**PASSAGE TO READ**:
We are not educators, and we long for the past

Two comments from the audience of science journalists (at the Future of Science Journalism Symposium, at MIT Tuesday and Wednesday) surprised me a bit. Let’s see what you think.

First, after Henry Jenkins (author of the first-rate book Convergence Culture) had spoken about how people interact with and produce online content, several of the journalists stepped up to the microphone and told him it is not their job to educate the public, and further, that would be public relations, not journalism. Throughout his talk, Jenkins had repeatedly referred to how much people learn from good science journalism. This seemed to have stuck in the craw of many present.

No one was less than civil, but the journalists appeared united in their resistance toward the idea that what they do serves an educational function, and that perhaps they should consider how to do that better. “We explain science,” one of them told Jenkins. (Is that not educational? It doesn’t make you “an educator.”)

I kept my mouth shut, but I was thinking that the role of journalism is to help people understand the world. Okay, explaining science seems to fit comfortably with that. But what do people do with that understanding? In other words, what use is that understanding? We always says it make the citizens of a democracy fit to govern themselves — because they are not ignorant if they understand the world. I thought this as well: By understanding the world, you can understand how to live in the world. Education has basically the same end, doesn’t it?

Second, after an informational talk about E Ink by David Jackson, director of marketing at the company that holds the patent, one journalist stood up and asked when we will see the E Ink screens or display devices replicate the size and shape of a broadsheet newspaper.

I was stunned. I know my jaw fell open.

I had been sitting there thinking that what I want to see in the displays (now only black and white) is color. The journalist was thinking about imitating a dead format that most people find awkward and inconvenient.

I’m sure some people in Europe in the late 1500s longed for hand-copied manuscript books. I would suspect that most of those pining for the old format were the monks in monasteries who used to do the copying and illumination — not the newly literate public that could now afford to buy and own books printed on presses with movable type.

15 responses to “We are not educators, and we long for the past”

  1. shawn smith writes:

    A few weeks ago I talked with a print designer who was blasting news websites. I asked what would make news websites good for them, and they replied that news sites should look like the newspaper! huh? How does this make sense? Sure a good portion of paper readers also visit the site, but the bulk of the audiences is different and they expect different things. What really interests me is how many people want to depend on the past, especially when the ‘proven’ model is sinking.

**ENTRIES PROVIDED**:
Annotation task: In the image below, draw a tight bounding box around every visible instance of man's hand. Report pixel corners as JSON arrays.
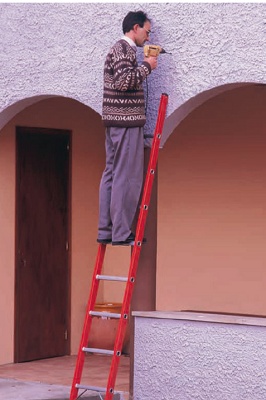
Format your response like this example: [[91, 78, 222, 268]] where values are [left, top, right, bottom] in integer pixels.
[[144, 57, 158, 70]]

* * *

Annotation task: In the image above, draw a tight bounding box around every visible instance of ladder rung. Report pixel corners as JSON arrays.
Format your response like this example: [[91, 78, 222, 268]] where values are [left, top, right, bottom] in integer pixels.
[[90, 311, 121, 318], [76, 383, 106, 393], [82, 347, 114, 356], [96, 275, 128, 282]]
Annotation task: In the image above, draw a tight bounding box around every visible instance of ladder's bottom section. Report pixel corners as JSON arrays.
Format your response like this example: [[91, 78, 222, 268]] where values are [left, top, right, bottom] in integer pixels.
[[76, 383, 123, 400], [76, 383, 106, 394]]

**JOBS**:
[a] In the post about the science journalism symposium, what does the author most want to see in E Ink displays, which are currently only black and white?
[b] From the post about the science journalism symposium, retype the passage starting with "No one was less" and going on through "end, doesn’t it?".

**ANSWERS TO EACH TASK**:
[a] Color.

[b]
No one was less than civil, but the journalists appeared united in their resistance toward the idea that what they do serves an educational function, and that perhaps they should consider how to do that better. “We explain science,” one of them told Jenkins. (Is that not educational? It doesn’t make you “an educator.”)

I kept my mouth shut, but I was thinking that the role of journalism is to help people understand the world. Okay, explaining science seems to fit comfortably with that. But what do people do with that understanding? In other words, what use is that understanding? We always says it make the citizens of a democracy fit to govern themselves — because they are not ignorant if they understand the world. I thought this as well: By understanding the world, you can understand how to live in the world. Education has basically the same end, doesn’t it?